▶ **DATASET RECORDS**:
--- --- ---

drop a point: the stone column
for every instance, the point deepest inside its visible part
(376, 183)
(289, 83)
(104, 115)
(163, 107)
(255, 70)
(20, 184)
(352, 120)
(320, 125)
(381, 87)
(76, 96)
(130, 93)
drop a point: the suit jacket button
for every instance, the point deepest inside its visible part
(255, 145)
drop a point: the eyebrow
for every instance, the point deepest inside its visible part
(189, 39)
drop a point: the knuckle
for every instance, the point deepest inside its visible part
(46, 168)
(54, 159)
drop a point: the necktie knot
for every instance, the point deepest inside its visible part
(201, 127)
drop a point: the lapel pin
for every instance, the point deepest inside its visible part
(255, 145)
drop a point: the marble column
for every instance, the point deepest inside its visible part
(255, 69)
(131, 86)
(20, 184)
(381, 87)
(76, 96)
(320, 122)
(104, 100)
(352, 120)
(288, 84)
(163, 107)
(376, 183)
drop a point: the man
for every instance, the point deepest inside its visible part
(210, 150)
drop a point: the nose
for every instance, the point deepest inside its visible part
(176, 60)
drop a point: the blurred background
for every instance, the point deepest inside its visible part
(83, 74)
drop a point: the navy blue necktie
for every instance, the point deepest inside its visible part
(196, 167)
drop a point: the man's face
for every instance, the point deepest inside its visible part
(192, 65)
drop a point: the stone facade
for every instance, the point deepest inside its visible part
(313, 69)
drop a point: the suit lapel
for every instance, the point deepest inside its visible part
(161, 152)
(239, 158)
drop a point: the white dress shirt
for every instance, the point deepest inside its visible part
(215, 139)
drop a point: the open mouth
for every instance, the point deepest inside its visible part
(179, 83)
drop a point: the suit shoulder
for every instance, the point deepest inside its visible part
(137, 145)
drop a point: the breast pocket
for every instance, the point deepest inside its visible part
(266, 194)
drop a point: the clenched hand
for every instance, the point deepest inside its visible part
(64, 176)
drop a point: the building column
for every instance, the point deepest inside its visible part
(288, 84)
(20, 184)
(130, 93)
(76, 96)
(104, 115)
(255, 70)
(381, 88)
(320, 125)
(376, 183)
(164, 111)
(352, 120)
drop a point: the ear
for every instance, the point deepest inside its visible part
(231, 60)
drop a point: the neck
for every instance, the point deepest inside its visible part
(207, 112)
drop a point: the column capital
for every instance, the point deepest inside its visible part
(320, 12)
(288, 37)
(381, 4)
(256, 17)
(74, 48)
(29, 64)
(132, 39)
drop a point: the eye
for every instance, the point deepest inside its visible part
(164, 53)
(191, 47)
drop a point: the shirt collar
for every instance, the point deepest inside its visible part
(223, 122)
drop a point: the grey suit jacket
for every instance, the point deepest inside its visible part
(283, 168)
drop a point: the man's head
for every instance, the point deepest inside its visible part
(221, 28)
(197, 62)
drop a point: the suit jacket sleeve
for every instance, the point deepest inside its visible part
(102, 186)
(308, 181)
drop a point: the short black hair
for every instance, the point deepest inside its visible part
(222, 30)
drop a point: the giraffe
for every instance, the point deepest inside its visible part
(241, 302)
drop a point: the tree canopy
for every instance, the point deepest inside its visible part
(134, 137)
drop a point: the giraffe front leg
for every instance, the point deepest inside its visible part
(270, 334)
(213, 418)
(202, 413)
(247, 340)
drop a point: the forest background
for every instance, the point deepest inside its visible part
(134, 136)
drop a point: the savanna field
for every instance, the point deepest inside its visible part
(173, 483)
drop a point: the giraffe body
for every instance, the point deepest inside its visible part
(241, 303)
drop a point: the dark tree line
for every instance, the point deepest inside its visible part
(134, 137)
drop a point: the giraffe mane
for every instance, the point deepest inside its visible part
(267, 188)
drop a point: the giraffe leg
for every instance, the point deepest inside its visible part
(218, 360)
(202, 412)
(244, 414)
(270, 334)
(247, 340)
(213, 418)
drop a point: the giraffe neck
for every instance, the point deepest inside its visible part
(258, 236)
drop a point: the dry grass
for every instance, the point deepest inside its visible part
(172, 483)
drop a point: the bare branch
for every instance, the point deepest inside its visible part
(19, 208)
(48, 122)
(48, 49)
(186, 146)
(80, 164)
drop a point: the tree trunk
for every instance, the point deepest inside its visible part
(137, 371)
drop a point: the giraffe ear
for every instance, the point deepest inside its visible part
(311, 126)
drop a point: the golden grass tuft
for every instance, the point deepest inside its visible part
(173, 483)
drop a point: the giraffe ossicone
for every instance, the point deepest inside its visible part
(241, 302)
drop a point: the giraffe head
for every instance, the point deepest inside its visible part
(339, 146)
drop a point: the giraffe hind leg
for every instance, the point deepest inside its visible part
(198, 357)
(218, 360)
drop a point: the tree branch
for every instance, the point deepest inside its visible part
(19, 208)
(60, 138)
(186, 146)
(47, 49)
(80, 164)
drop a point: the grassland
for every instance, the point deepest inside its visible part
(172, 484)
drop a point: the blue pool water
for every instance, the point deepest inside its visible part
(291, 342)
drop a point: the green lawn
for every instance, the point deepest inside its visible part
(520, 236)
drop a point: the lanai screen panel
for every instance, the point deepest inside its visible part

--- --- ---

▶ **WHAT THE TASK ASKS**: Look above for the line holding "drop a point: the clenched hand" and the line holding "drop a point: the building column", then output exactly those two lines and every line between them, nothing more.

▶ **FINAL ANSWER**:
drop a point: the clenched hand
for every instance, the point deepest inside its visible part
(64, 176)
drop a point: the building column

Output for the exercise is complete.